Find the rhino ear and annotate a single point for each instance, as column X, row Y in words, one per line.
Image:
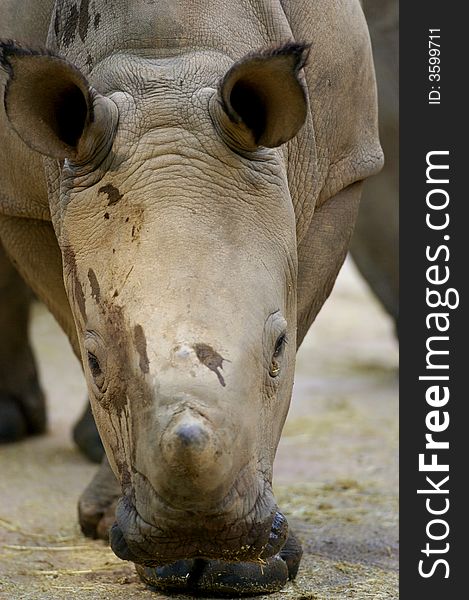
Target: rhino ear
column 263, row 92
column 48, row 101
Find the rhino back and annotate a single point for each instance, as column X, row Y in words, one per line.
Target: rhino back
column 87, row 32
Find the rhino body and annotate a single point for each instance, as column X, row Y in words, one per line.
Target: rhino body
column 179, row 186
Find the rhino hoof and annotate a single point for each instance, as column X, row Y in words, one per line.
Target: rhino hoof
column 21, row 417
column 217, row 578
column 211, row 577
column 86, row 436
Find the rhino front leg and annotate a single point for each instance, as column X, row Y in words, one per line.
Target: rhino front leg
column 22, row 405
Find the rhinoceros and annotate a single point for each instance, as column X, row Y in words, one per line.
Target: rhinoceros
column 179, row 182
column 375, row 242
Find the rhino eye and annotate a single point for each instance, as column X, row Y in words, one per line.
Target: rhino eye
column 95, row 370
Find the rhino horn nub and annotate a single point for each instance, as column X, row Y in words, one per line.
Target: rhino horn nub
column 191, row 448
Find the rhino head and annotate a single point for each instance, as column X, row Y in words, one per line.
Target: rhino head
column 169, row 198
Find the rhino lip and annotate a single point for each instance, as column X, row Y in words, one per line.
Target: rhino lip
column 150, row 554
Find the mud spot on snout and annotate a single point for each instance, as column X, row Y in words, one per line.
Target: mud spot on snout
column 84, row 19
column 211, row 359
column 70, row 27
column 112, row 192
column 70, row 263
column 141, row 346
column 95, row 291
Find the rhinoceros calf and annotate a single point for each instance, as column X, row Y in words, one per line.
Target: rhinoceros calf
column 179, row 185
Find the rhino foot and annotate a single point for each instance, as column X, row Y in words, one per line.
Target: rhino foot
column 86, row 436
column 22, row 415
column 201, row 577
column 97, row 504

+++

Task: Repeat all of the items above word for word, omitting the image.

Task solution:
Find the rhino ear and annotate a single point for each instance, as column X, row Y in words, one per line.
Image:
Target: rhino ear
column 263, row 92
column 48, row 101
Find the rhino back and annotate a single point for each instance, as column X, row Y in words, one per line.
Target: rhino back
column 87, row 32
Find the rhino body and annotate a single point for each instance, as column X, row Y in words, one per line.
Target: rhino body
column 179, row 186
Find the rhino hoof and annotate a single point for each instance, as column X, row Y in words, one per line.
Target: rhino hoof
column 21, row 417
column 217, row 578
column 211, row 577
column 86, row 436
Find the rhino front leg and annotate a single point for each instance, as column X, row Y in words, one per line.
Target: rhino front leg
column 22, row 405
Find the rhinoceros and annotate a single point for each instance, as column X, row Y in words, one per line.
Target: rhinoceros
column 179, row 182
column 375, row 242
Find the rhino eye and annotate a single point for each instance, as column X, row Y in words, one per line.
Target: rhino eye
column 95, row 370
Find the rhino horn nub and annotate a single point for each instance, as column X, row Y in words, one per line.
Target: rhino horn nub
column 191, row 448
Find the rhino head and annotate a single point for each instance, as column X, row Y in words, one per line.
Target: rhino head
column 169, row 198
Find the rhino lip and annotate a single point for each instance, as column X, row Y in words, one per line.
Target: rhino lip
column 150, row 554
Find the mud spot on snout and annotate a single point for each instance, as column X, row Y in words, one per line.
Target: mud spot on snout
column 84, row 19
column 211, row 359
column 70, row 27
column 112, row 192
column 70, row 263
column 141, row 346
column 95, row 291
Find the rhinoceros calf and annotate a single point for each instance, as column X, row Y in words, one per line.
Target: rhinoceros calf
column 179, row 185
Find the rhino foot and annotate a single point for each instance, as column X, row Y in words, one per line.
Target: rhino foot
column 86, row 436
column 22, row 415
column 201, row 577
column 97, row 504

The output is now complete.